Challenge: Find each line in the listing below that contains the string "gravel", and copy those lines in full.

Records to process:
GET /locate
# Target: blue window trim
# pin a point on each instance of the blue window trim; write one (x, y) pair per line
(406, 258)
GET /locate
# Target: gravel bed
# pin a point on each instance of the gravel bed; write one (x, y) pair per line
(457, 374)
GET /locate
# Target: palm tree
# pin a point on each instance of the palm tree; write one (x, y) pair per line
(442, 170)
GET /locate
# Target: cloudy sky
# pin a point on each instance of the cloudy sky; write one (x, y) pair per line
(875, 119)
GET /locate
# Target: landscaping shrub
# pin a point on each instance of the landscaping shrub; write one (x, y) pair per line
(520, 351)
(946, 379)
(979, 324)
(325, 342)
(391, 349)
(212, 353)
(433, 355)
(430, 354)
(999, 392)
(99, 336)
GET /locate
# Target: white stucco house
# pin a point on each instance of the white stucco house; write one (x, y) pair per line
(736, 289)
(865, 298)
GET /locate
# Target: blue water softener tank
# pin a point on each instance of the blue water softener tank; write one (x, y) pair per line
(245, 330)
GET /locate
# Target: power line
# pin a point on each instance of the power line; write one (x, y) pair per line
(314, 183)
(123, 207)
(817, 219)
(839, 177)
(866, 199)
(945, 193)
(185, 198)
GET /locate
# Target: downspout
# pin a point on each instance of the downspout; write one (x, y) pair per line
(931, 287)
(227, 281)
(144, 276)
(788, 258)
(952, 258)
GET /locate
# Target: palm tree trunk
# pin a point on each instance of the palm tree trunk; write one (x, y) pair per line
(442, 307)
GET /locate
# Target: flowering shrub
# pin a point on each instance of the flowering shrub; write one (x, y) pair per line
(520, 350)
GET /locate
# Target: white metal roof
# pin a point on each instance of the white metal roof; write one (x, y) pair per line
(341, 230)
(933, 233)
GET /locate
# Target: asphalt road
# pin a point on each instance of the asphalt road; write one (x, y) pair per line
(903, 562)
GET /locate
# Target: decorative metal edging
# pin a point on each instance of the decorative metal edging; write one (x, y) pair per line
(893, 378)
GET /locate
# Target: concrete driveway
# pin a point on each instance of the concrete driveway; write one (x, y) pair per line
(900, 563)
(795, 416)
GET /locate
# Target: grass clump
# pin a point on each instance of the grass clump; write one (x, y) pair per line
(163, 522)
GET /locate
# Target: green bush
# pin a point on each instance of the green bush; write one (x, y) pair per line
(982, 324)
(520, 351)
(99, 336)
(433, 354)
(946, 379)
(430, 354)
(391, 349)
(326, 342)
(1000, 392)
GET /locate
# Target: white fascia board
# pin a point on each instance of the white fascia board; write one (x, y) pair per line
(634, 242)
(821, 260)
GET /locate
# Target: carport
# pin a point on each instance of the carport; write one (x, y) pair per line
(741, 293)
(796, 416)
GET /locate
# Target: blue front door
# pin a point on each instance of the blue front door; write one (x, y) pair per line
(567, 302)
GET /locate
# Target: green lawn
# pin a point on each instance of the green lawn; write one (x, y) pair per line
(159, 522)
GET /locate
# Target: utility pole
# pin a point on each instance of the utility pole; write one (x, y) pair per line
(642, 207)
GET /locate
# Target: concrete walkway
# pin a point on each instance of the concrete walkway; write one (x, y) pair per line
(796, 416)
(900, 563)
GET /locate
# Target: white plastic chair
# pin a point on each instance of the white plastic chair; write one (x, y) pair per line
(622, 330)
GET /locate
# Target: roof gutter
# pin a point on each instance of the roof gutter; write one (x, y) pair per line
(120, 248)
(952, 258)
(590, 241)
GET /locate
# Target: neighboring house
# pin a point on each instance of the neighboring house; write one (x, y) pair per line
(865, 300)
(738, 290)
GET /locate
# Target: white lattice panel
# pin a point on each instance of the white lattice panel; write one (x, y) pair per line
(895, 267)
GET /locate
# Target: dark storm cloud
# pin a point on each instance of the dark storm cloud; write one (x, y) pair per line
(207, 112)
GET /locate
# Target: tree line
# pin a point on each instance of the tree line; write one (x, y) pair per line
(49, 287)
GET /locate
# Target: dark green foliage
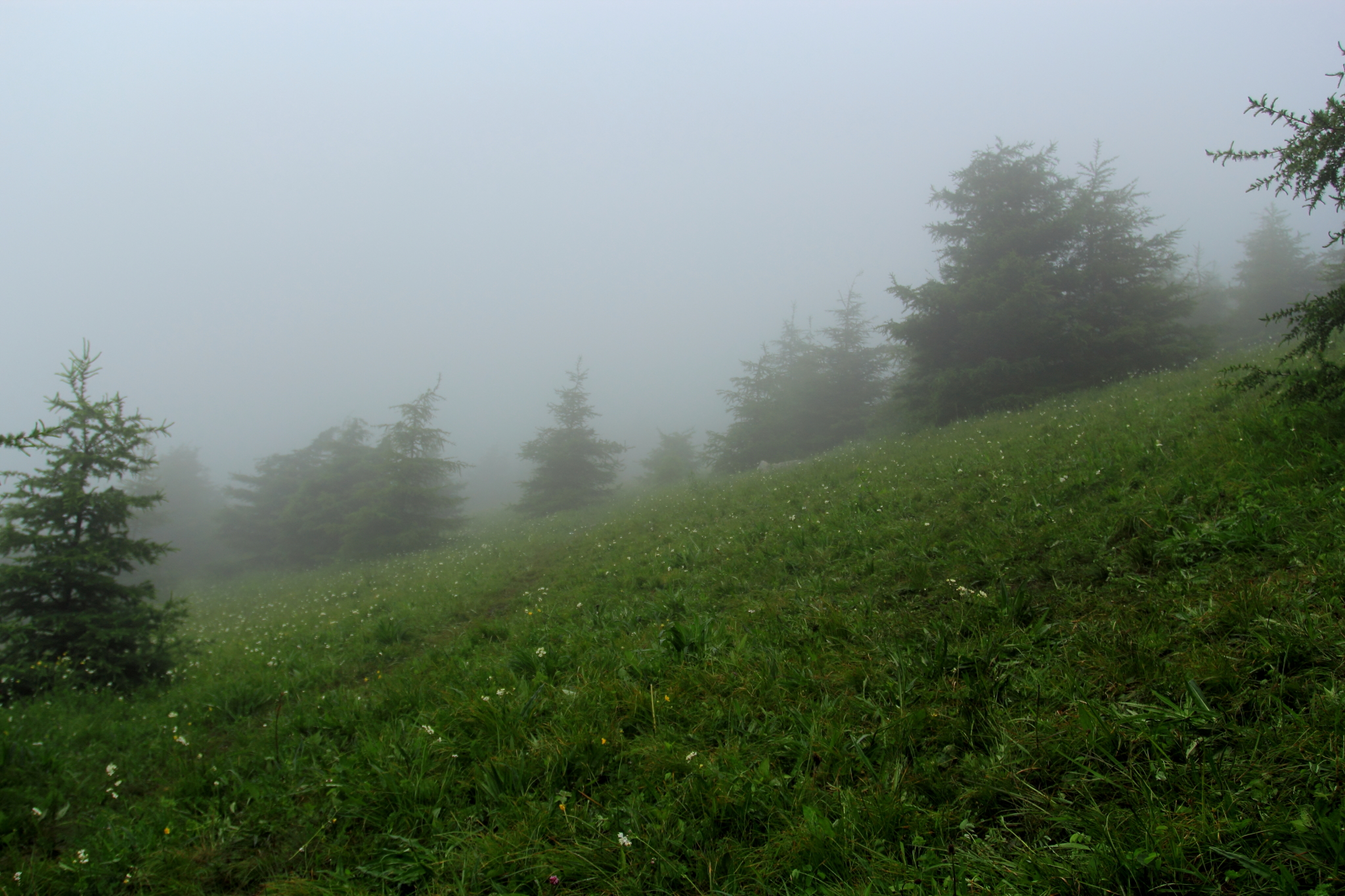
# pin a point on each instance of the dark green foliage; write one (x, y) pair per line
(1047, 284)
(805, 395)
(673, 459)
(347, 498)
(1308, 167)
(575, 468)
(66, 613)
(24, 441)
(1275, 272)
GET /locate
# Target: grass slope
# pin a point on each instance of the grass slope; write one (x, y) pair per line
(1094, 647)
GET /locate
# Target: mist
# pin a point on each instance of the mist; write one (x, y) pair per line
(271, 218)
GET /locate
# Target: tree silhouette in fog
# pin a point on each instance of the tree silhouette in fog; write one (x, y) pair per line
(573, 467)
(805, 395)
(1047, 284)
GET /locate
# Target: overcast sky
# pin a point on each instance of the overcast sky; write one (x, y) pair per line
(272, 217)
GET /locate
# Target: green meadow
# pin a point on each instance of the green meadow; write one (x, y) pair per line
(1094, 647)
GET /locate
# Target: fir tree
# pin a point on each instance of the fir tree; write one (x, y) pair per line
(66, 613)
(347, 498)
(187, 519)
(1309, 165)
(418, 496)
(805, 395)
(1275, 272)
(575, 468)
(673, 459)
(1047, 284)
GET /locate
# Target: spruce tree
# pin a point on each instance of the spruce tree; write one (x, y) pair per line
(1047, 284)
(573, 467)
(1275, 272)
(187, 519)
(1309, 165)
(418, 498)
(68, 613)
(805, 395)
(673, 459)
(346, 498)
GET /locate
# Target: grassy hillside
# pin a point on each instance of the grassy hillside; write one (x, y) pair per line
(1088, 648)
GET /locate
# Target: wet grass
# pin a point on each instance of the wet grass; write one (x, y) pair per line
(1094, 647)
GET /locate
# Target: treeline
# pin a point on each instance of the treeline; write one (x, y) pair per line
(1047, 282)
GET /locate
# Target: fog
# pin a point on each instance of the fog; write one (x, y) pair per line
(273, 217)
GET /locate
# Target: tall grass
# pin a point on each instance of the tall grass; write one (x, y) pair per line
(1094, 647)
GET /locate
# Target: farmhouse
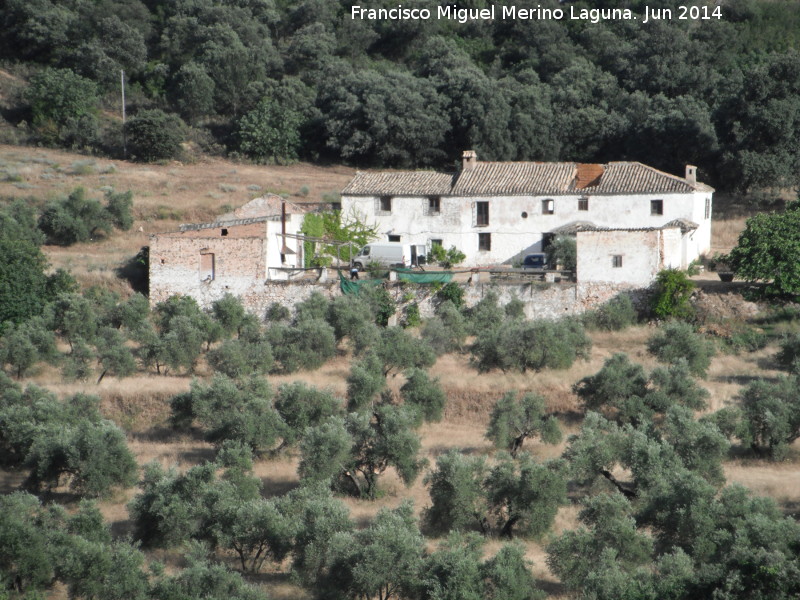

Result below:
# Target: gravel bed
# pin a point on each instance of the gravel bed; write one (x, y) pair per line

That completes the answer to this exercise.